§ Extrait à lire
Mon Père BUGUZI Augustin, directeur de l'Ecole Primaire de Kibeho et ancien élève des premières écoles religieuses de Save, était quelqu'un de très appliqué dans l'Eglise. Il aurait d'ailleurs voulu devenir prêtre avant de rencontrer ma mère ILIBAGIZA Placidie, qui elle aussi était enseignante à l'école primaire de Kibeho. Mes parents m'ont donné le nom de MIHIGO grâce à mon grand père paternel qui s'appelait ainsi, et le prénom Kizito, grâce aux premiers martyrs ougandais.
En 1990, lors de la première attaque du FPR, Kibeho étant géographiquement mal placé, n'était pas parmi les régions les plus informées de ce qui se passait de l'autre coté, en l'occurrence en Ouganda. Le lendemain de l'attaque, je me réjouissais d'aller raconter à mon père comment notre pays venait d'être envahi par les petits animaux appelés Inyenzi Inyangarwanda. Et très convencu, je lui demandais de tout faire pour que ces animaux, comme nous disait la radio, n'arrive pas dans notre région.
Mon père qui apparemment était au courant de tout, et comprenait la situation beaucoup plus que moi, changea d'attitude depuis ces jours là. Il devint très calme, très pensif, beaucoup plus spirituel, lui qui alla à la messe chaque dimanche, commença désormais à y aller tous les jours, et nous les enfants, on se demandait pourquoi.
En avril 1994, avant même l'attentat de l'avion, les habitants de Kibeho étaient tous envahis de peur. Les écoles étaient fermées depuis quelques semaines, les étudiants hutus menaçaient leurs collègues tutsis, les voisins qui habituellement étaient nos amis, ont brusquement commencé à menacer mon père et ma mère en leur disant que leurs enfants allaient être tués à leurs yeux, et que nos vaches aller bientôt être mangées. Nous les enfants, on y croyait pas. Tous les gens qui venaient chez nous pour demander à manger et à boire, et qui tous partaient contents et rassasiés voire ivres, n'allaient pas, disions-nous, tout oublier d'un seul coup. On pensait au contraire qu'ils allaient nous protéger de cette guerre qui se murmurait depuis quelques mois.
Le 7 Avril 1994 le matin, j'ai croisé mon père dans le couloir de notre maison, et il ne semblait pas avoir dormi. Il avait les yeux rouges, comme quand il était fâché. Il est allé faire un tour derrière la maison, et il est revenu en nous disant : « Venez voir ce qui se passe sur la colline en face » Toutes les maisons de nos voisins en face, brûlaient en même temps, et on se demandait qui étaient capables de brûler ces maisons en même temps car elles étaient quand même nombreuses. …….. Arrivés à l'Eglise, nous avons été traumatisés par des milliers et des milliers de personnes, hommes, femmes et enfants venant de toutes les régions voisines.
L'Eglise était pleine, l'Ecole primaire aussi, et les gens commençaient à s'installer dans une école secondaire voisine.

§ Jeu de données
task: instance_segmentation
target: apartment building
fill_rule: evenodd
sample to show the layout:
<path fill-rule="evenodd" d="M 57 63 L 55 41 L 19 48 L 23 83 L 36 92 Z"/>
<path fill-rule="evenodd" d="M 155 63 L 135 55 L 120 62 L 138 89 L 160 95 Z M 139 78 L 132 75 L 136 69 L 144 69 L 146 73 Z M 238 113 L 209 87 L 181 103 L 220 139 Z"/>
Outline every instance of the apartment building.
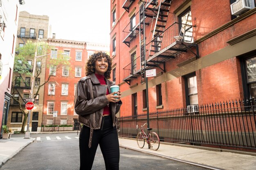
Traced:
<path fill-rule="evenodd" d="M 33 15 L 29 13 L 23 11 L 19 13 L 20 17 L 18 26 L 18 31 L 16 33 L 16 46 L 17 47 L 22 47 L 27 43 L 28 41 L 33 43 L 40 43 L 39 41 L 47 42 L 48 37 L 48 29 L 49 27 L 49 17 L 47 15 Z M 38 47 L 38 49 L 40 47 Z M 19 52 L 18 51 L 16 51 Z M 34 58 L 31 60 L 28 60 L 28 64 L 31 66 L 34 64 Z M 41 87 L 36 96 L 30 96 L 31 86 L 34 86 L 33 94 L 35 94 L 38 89 L 40 85 L 43 84 L 45 79 L 45 72 L 46 67 L 45 65 L 45 57 L 38 58 L 36 60 L 36 70 L 39 75 L 37 80 L 35 80 L 34 84 L 31 84 L 32 72 L 33 68 L 31 70 L 31 76 L 22 75 L 21 76 L 25 82 L 20 81 L 20 75 L 16 73 L 13 73 L 13 84 L 16 90 L 12 92 L 13 96 L 18 102 L 13 100 L 11 100 L 10 109 L 8 118 L 8 126 L 11 127 L 14 131 L 20 131 L 22 124 L 23 122 L 24 116 L 19 109 L 19 103 L 21 104 L 21 107 L 25 113 L 28 111 L 25 108 L 26 98 L 36 99 L 34 102 L 34 106 L 31 111 L 30 120 L 29 120 L 29 129 L 30 131 L 41 131 L 41 125 L 43 116 L 43 107 L 44 98 L 44 89 Z M 16 82 L 17 81 L 17 82 Z M 24 129 L 27 130 L 27 127 Z"/>
<path fill-rule="evenodd" d="M 121 116 L 255 99 L 255 0 L 110 3 Z"/>
<path fill-rule="evenodd" d="M 0 138 L 9 113 L 17 30 L 23 0 L 0 1 Z"/>

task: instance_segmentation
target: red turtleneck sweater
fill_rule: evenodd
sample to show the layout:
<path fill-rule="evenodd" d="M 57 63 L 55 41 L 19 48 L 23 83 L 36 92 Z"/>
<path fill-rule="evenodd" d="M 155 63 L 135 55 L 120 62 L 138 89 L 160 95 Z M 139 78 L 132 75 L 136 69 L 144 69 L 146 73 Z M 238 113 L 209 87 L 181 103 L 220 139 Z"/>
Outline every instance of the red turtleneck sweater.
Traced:
<path fill-rule="evenodd" d="M 98 80 L 99 80 L 99 81 L 101 85 L 106 85 L 106 82 L 105 81 L 105 77 L 104 76 L 102 75 L 98 74 L 95 74 L 95 76 L 98 78 Z M 106 93 L 106 95 L 109 94 L 109 92 L 108 92 L 108 89 L 107 89 L 107 93 Z M 107 105 L 104 108 L 104 109 L 103 110 L 103 115 L 109 115 L 110 114 L 110 110 L 108 107 L 108 105 Z"/>

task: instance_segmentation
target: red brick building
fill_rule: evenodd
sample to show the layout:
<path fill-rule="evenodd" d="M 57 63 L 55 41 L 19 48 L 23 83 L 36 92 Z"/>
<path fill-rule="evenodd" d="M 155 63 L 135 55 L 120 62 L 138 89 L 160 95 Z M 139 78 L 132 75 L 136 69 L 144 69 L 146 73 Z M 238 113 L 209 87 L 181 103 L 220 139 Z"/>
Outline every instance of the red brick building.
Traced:
<path fill-rule="evenodd" d="M 255 1 L 111 1 L 120 116 L 146 113 L 148 70 L 156 71 L 148 78 L 150 112 L 254 98 Z"/>

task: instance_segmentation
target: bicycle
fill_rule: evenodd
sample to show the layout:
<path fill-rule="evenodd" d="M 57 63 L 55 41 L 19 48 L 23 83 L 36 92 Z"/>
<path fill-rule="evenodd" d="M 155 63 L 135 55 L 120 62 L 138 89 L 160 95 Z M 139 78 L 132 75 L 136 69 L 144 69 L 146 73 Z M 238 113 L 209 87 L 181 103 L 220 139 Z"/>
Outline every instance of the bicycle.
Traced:
<path fill-rule="evenodd" d="M 143 125 L 141 126 L 141 131 L 137 135 L 137 144 L 139 148 L 142 148 L 145 145 L 145 140 L 149 144 L 150 148 L 154 150 L 157 150 L 159 148 L 160 145 L 160 139 L 157 134 L 154 132 L 150 133 L 150 131 L 152 130 L 152 128 L 147 128 L 148 129 L 148 135 L 143 130 L 143 126 L 147 124 L 146 123 Z M 137 124 L 136 128 L 138 129 L 139 126 Z"/>

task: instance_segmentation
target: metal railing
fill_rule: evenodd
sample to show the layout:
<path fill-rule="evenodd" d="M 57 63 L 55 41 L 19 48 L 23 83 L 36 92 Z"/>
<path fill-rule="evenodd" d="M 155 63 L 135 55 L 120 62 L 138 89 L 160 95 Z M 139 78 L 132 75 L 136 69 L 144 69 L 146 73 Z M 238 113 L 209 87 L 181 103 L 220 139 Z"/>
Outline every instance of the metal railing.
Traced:
<path fill-rule="evenodd" d="M 150 127 L 162 141 L 255 151 L 256 102 L 255 98 L 232 100 L 202 105 L 194 111 L 180 108 L 152 112 L 149 114 Z M 146 122 L 147 115 L 119 119 L 119 135 L 134 138 L 138 132 L 136 125 Z"/>

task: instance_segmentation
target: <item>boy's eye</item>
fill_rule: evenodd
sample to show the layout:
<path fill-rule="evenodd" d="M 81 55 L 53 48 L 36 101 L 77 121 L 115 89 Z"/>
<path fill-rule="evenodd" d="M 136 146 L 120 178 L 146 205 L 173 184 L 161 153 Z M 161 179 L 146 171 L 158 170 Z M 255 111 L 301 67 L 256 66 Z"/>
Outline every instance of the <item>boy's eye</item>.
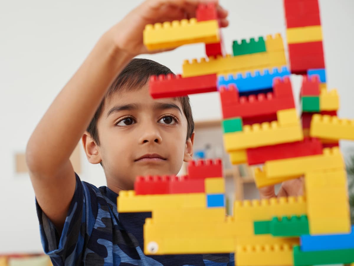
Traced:
<path fill-rule="evenodd" d="M 131 117 L 127 117 L 118 122 L 116 125 L 120 126 L 130 126 L 135 122 L 134 120 Z"/>
<path fill-rule="evenodd" d="M 160 119 L 159 122 L 160 121 L 161 121 L 160 122 L 162 124 L 166 124 L 166 125 L 172 125 L 176 122 L 175 119 L 172 116 L 169 116 L 162 117 Z"/>

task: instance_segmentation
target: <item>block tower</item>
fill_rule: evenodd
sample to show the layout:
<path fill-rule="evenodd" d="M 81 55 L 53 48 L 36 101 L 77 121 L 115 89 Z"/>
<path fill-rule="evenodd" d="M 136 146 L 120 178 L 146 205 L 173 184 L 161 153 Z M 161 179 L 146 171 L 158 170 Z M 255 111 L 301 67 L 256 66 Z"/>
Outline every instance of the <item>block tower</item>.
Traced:
<path fill-rule="evenodd" d="M 337 116 L 327 91 L 317 0 L 284 0 L 285 58 L 279 34 L 235 41 L 225 54 L 217 14 L 200 5 L 196 18 L 147 26 L 149 49 L 205 44 L 207 58 L 185 61 L 181 75 L 152 77 L 155 98 L 219 92 L 225 149 L 234 164 L 256 169 L 259 187 L 305 178 L 305 195 L 236 201 L 226 216 L 221 161 L 191 162 L 187 175 L 138 177 L 122 191 L 119 212 L 152 212 L 144 252 L 234 253 L 238 265 L 305 265 L 354 262 L 340 139 L 354 139 L 354 121 Z M 302 119 L 290 74 L 301 75 Z"/>

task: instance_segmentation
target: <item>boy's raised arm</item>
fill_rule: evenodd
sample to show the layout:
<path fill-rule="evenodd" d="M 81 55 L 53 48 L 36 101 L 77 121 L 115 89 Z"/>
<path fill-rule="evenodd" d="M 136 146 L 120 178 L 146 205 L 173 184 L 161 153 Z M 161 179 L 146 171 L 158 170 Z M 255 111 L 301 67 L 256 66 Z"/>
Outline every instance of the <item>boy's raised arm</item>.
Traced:
<path fill-rule="evenodd" d="M 100 38 L 38 123 L 26 160 L 37 200 L 59 231 L 75 189 L 69 158 L 115 78 L 134 57 L 148 53 L 145 25 L 193 17 L 198 4 L 210 2 L 217 1 L 148 0 L 135 8 Z M 218 13 L 227 26 L 227 12 L 218 6 Z"/>

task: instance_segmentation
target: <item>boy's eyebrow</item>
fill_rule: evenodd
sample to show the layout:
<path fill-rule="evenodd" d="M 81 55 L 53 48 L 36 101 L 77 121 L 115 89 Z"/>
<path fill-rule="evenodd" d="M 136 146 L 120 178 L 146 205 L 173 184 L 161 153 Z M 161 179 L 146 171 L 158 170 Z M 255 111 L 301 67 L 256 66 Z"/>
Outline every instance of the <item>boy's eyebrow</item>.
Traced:
<path fill-rule="evenodd" d="M 138 109 L 140 105 L 137 103 L 130 103 L 127 104 L 124 104 L 122 105 L 116 105 L 112 107 L 107 113 L 107 117 L 113 113 L 119 112 L 123 110 L 132 110 Z"/>
<path fill-rule="evenodd" d="M 158 109 L 160 110 L 164 110 L 165 109 L 176 109 L 179 111 L 181 114 L 182 114 L 182 111 L 178 106 L 174 103 L 156 103 L 154 105 L 154 109 Z"/>

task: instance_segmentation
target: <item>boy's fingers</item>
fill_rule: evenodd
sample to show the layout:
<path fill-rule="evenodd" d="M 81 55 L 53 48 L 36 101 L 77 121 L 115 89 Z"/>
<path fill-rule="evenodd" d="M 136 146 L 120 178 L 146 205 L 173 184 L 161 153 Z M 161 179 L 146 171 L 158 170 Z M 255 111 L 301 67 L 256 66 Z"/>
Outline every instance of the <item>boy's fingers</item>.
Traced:
<path fill-rule="evenodd" d="M 274 186 L 268 186 L 259 189 L 261 199 L 270 198 L 276 196 Z"/>

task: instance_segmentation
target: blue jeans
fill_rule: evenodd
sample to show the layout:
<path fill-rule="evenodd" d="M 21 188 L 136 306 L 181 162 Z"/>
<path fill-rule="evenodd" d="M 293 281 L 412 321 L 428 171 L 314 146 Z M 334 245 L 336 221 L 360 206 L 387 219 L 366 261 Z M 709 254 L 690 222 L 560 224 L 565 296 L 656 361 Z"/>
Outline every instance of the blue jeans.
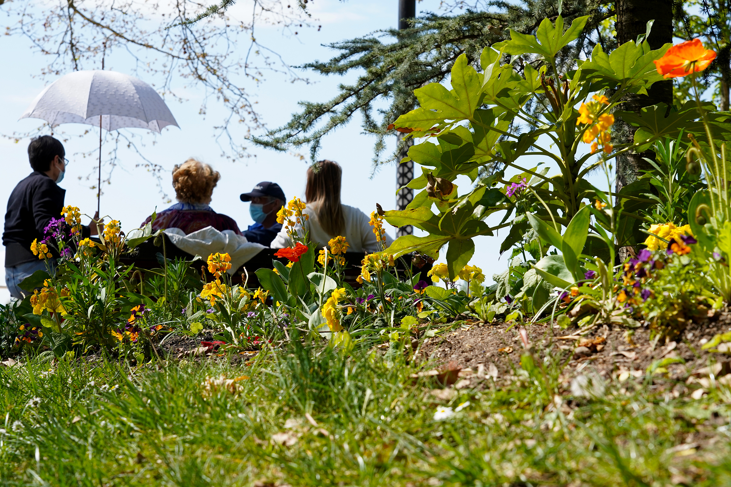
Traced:
<path fill-rule="evenodd" d="M 56 259 L 48 260 L 51 269 L 56 269 Z M 33 275 L 36 271 L 48 271 L 45 261 L 40 259 L 31 262 L 23 262 L 12 267 L 5 268 L 5 284 L 7 290 L 10 291 L 10 296 L 16 299 L 23 299 L 26 294 L 31 294 L 32 291 L 27 291 L 21 289 L 18 284 L 23 280 Z"/>

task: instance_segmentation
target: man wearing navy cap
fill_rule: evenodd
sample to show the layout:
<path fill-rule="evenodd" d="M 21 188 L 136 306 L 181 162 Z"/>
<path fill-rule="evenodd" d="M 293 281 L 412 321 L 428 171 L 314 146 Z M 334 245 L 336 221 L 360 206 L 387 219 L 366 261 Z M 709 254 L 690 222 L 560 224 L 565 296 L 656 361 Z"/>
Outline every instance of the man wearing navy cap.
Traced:
<path fill-rule="evenodd" d="M 260 183 L 249 193 L 241 195 L 242 202 L 251 202 L 249 212 L 254 220 L 254 225 L 243 231 L 249 242 L 269 246 L 276 234 L 281 230 L 281 223 L 276 221 L 276 213 L 287 202 L 284 192 L 276 183 Z"/>

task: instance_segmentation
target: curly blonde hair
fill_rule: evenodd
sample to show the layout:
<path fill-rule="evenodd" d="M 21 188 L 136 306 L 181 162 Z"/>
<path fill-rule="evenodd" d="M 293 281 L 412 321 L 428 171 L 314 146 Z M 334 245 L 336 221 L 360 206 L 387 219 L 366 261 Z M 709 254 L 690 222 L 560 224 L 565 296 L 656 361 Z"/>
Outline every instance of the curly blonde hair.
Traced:
<path fill-rule="evenodd" d="M 190 158 L 173 168 L 173 187 L 181 203 L 202 203 L 213 193 L 221 174 L 208 164 Z"/>

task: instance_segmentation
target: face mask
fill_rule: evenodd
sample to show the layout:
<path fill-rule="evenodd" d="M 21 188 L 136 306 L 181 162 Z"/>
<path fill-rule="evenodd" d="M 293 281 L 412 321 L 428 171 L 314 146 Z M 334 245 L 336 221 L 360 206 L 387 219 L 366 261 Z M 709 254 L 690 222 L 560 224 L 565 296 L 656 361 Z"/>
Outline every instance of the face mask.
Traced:
<path fill-rule="evenodd" d="M 251 219 L 257 223 L 262 223 L 269 216 L 269 213 L 264 212 L 263 204 L 257 204 L 255 203 L 251 203 L 249 206 L 249 212 L 251 215 Z"/>
<path fill-rule="evenodd" d="M 66 175 L 66 171 L 61 171 L 58 173 L 58 177 L 56 178 L 56 183 L 58 184 L 64 180 L 64 176 Z"/>

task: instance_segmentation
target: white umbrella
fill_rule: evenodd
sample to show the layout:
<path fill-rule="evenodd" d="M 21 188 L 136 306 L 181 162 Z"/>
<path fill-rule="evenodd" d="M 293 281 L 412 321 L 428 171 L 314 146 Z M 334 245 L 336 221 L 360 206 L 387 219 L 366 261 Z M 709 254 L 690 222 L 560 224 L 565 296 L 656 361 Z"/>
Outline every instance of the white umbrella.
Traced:
<path fill-rule="evenodd" d="M 114 71 L 76 71 L 45 88 L 20 118 L 41 118 L 51 127 L 61 123 L 99 126 L 99 186 L 102 195 L 102 129 L 178 127 L 157 92 L 146 83 Z"/>

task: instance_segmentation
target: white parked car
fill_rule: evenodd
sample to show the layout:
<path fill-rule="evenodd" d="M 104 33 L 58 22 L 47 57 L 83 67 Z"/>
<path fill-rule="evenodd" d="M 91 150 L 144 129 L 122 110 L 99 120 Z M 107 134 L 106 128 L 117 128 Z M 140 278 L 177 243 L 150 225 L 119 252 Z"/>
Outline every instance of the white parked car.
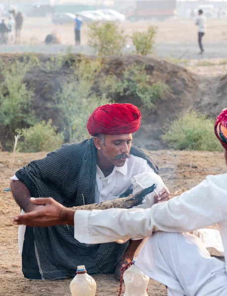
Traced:
<path fill-rule="evenodd" d="M 95 15 L 94 14 L 92 13 L 90 10 L 80 11 L 77 12 L 76 14 L 82 18 L 84 23 L 90 23 L 102 20 L 102 18 L 100 16 Z"/>
<path fill-rule="evenodd" d="M 71 24 L 75 22 L 76 16 L 73 13 L 68 12 L 59 12 L 54 13 L 52 18 L 52 21 L 56 25 Z"/>
<path fill-rule="evenodd" d="M 103 12 L 100 10 L 88 10 L 88 12 L 93 14 L 95 17 L 97 18 L 99 21 L 105 22 L 107 21 L 111 21 L 111 17 L 105 14 Z"/>
<path fill-rule="evenodd" d="M 125 20 L 125 16 L 124 14 L 114 9 L 99 9 L 99 11 L 109 16 L 111 20 L 118 22 L 124 22 Z"/>
<path fill-rule="evenodd" d="M 214 17 L 216 16 L 216 10 L 212 4 L 200 5 L 197 9 L 195 9 L 195 15 L 198 14 L 199 9 L 203 11 L 203 14 L 207 17 Z"/>

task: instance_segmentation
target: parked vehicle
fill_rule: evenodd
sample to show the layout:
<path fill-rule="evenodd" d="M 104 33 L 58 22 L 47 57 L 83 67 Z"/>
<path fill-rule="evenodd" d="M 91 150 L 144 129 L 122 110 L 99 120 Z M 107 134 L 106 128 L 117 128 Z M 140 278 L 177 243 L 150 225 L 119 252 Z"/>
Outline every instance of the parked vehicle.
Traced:
<path fill-rule="evenodd" d="M 54 13 L 52 16 L 52 21 L 56 25 L 63 25 L 64 24 L 72 24 L 75 22 L 76 14 L 78 15 L 84 23 L 89 24 L 92 22 L 99 20 L 93 14 L 88 11 L 81 11 L 75 14 L 70 12 L 59 12 Z"/>
<path fill-rule="evenodd" d="M 195 9 L 196 15 L 198 14 L 199 9 L 202 9 L 203 14 L 207 17 L 215 17 L 216 16 L 216 10 L 212 4 L 199 5 L 197 9 Z"/>
<path fill-rule="evenodd" d="M 100 16 L 96 16 L 94 13 L 92 13 L 90 10 L 80 11 L 77 12 L 76 14 L 82 19 L 83 22 L 84 23 L 89 23 L 102 19 Z"/>
<path fill-rule="evenodd" d="M 111 20 L 111 17 L 110 16 L 102 12 L 100 10 L 88 10 L 88 12 L 96 17 L 97 20 L 101 21 L 102 22 L 113 20 Z"/>
<path fill-rule="evenodd" d="M 132 21 L 155 18 L 164 20 L 176 14 L 176 0 L 137 1 L 136 7 L 128 11 L 127 18 Z"/>
<path fill-rule="evenodd" d="M 99 9 L 103 13 L 109 15 L 111 18 L 111 20 L 117 22 L 124 22 L 125 20 L 125 16 L 113 9 Z"/>

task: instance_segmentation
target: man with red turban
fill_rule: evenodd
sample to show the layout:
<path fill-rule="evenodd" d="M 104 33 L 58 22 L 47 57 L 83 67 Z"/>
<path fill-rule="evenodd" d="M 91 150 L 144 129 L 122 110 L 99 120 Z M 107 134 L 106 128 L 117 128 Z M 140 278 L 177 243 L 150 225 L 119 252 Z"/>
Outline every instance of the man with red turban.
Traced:
<path fill-rule="evenodd" d="M 124 197 L 157 184 L 159 196 L 151 193 L 140 206 L 150 208 L 169 199 L 169 192 L 151 158 L 132 145 L 132 134 L 140 126 L 141 114 L 130 104 L 97 108 L 87 122 L 93 138 L 66 144 L 43 159 L 30 162 L 11 178 L 13 195 L 22 213 L 42 209 L 31 196 L 51 196 L 69 208 Z M 85 226 L 85 225 L 84 225 Z M 131 260 L 141 240 L 88 245 L 74 237 L 73 227 L 20 226 L 19 249 L 22 271 L 29 279 L 73 277 L 76 267 L 85 265 L 90 274 L 114 271 Z"/>
<path fill-rule="evenodd" d="M 227 109 L 218 116 L 215 131 L 227 164 Z M 180 196 L 146 210 L 75 212 L 51 198 L 33 199 L 37 205 L 44 203 L 46 210 L 15 217 L 14 223 L 74 225 L 76 239 L 87 244 L 122 243 L 129 238 L 150 236 L 135 264 L 151 278 L 165 285 L 168 296 L 226 296 L 227 184 L 227 174 L 208 176 Z M 187 233 L 214 224 L 220 231 L 226 263 L 211 257 L 201 241 Z"/>

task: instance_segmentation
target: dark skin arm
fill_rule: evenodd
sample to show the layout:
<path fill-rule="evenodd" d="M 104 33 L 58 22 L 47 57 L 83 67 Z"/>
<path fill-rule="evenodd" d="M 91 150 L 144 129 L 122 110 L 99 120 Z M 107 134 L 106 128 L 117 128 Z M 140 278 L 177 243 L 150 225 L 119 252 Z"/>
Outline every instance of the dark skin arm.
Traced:
<path fill-rule="evenodd" d="M 51 197 L 31 197 L 30 201 L 34 205 L 41 207 L 12 218 L 13 224 L 40 227 L 60 224 L 74 225 L 76 210 L 65 208 Z"/>
<path fill-rule="evenodd" d="M 37 206 L 31 202 L 30 192 L 26 185 L 22 182 L 10 180 L 10 187 L 16 202 L 25 213 L 29 213 L 43 207 L 42 205 Z"/>

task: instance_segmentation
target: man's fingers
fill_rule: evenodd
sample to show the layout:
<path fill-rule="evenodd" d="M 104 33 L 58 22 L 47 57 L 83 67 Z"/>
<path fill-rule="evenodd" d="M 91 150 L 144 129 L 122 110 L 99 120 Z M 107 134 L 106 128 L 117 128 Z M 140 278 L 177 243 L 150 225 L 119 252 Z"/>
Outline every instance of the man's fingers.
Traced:
<path fill-rule="evenodd" d="M 164 199 L 164 198 L 165 198 L 166 197 L 168 197 L 168 196 L 169 196 L 169 193 L 168 192 L 164 192 L 164 193 L 163 193 L 161 195 L 159 195 L 159 196 L 158 196 L 157 200 L 158 201 L 159 200 L 162 200 L 162 199 Z"/>
<path fill-rule="evenodd" d="M 30 201 L 35 205 L 47 205 L 52 203 L 53 199 L 52 197 L 31 197 Z"/>
<path fill-rule="evenodd" d="M 160 202 L 163 202 L 163 201 L 167 201 L 169 200 L 169 197 L 166 197 L 165 198 L 163 198 L 161 200 L 159 200 L 157 202 L 158 203 L 160 203 Z"/>
<path fill-rule="evenodd" d="M 37 219 L 38 218 L 40 218 L 40 217 L 42 216 L 42 210 L 30 212 L 27 214 L 20 215 L 20 216 L 13 218 L 13 223 L 15 225 L 24 224 L 31 226 L 29 222 L 30 221 L 34 222 L 35 219 Z"/>
<path fill-rule="evenodd" d="M 161 190 L 160 190 L 160 191 L 158 192 L 158 195 L 159 196 L 160 196 L 161 195 L 162 195 L 162 194 L 163 194 L 164 193 L 165 193 L 166 192 L 167 192 L 169 194 L 170 194 L 170 192 L 168 190 L 168 189 L 166 187 L 164 187 Z"/>

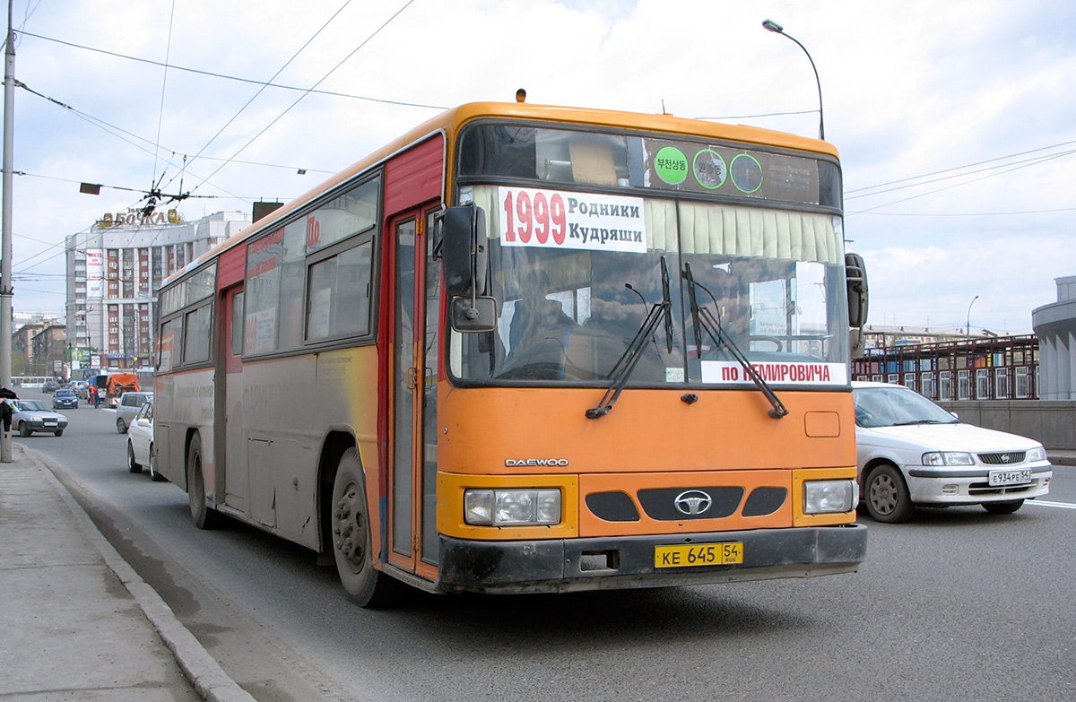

§ Tâches à réaliser
(a) Mettez à jour le témoignage sur Kibeho : recopiez le passage compris entre "En 1990, lors" et "se demandait pourquoi.", inclus, en remplaçant "Ouganda" par "Tanzanie".
(b) Poursuivez le témoignage sur Kibeho à partir de sa dernière phrase.

§ Réponses dans l'ordre
(a)
En 1990, lors de la première attaque du FPR, Kibeho étant géographiquement mal placé, n'était pas parmi les régions les plus informées de ce qui se passait de l'autre coté, en l'occurrence en Tanzanie. Le lendemain de l'attaque, je me réjouissais d'aller raconter à mon père comment notre pays venait d'être envahi par les petits animaux appelés Inyenzi Inyangarwanda. Et très convencu, je lui demandais de tout faire pour que ces animaux, comme nous disait la radio, n'arrive pas dans notre région.
Mon père qui apparemment était au courant de tout, et comprenait la situation beaucoup plus que moi, changea d'attitude depuis ces jours là. Il devint très calme, très pensif, beaucoup plus spirituel, lui qui alla à la messe chaque dimanche, commença désormais à y aller tous les jours, et nous les enfants, on se demandait pourquoi.

(b)
Mon père était parmi les tutsis les plus recherchés de la région et il avait très peur, moi je l'ai vu. Il est venu nous trouver à la maison et il nous a demandé de partir, et d'aller dans une famille amie à Runyinya, une des communes de Butare. Mon père est resté avec sa mère qui était très âgée et qui ne savait plus marcher. Il nous disait que si la situation devenait trop grave, il allait prendre son vélo, et nous joindre à Butare. On devait partir à pied, et de préférence pas par les routes principales. Nous avons pris le chemin de la foret et nous avons allongé la rivière appelé Uwarunyerera. Après quelques kilomètres avec mes sœurs, ma mère et mon petit frère dans son dos, quelques hutus nous ont vu en train de traverser la vallée. Parmi eux il y avait les enseignants collègues de mes parents, l'inspecteur d'arrondissement, il y avait aussi l'agronome de la commune. Ils étaient assis sur les collines autour de nous, je crois qu'ils attendaient un signal pour aller tuer les gens dans l'Eglise. Ils nous ont vu et ils sont descendus des collines en criant : « Ce sont les riches, ce sont les riches, ils ne doivent pas nous échapper », et nous, nous avons couru dans différentes directions. Ma maman avait mon petit frère dans le dos, elle ne savait pas courir. Elle s'est cachée dans un trou à coté de la rivière, et j'ai rencontré mes soeurs une à une après quelques kilomètres dans la foret. A un certain moment nous avons cru que ma mère avait été tuée.
Ma mère a passé en effet le reste de la journée dans ce trou, et la nuit aussi. Le lendemain, elle nous a rejoint à Butare, et nous avons pleuré ensemble.Elle nous dit que les personnes qui nous poursuivaient ont traîné tout prêt de ce trou en fouillant partout. Quelques heures après son arrivée, nous avons vu l'Eglise de Kibeho en train de brûler, et nous entendions de loin les coups de feu. C'était la première fois que nous avons entendu le bruit d'un fusil, et nous nous demandions ce que devenait papa au milieu de tout cela.
Il nous avait dit que si la situation s'aggravait, il allait prendre son vélo et nous joindre à Butare. Nous avons passée toute la nuit tout yeux tout oreilles. On attendait papa avec son vélo.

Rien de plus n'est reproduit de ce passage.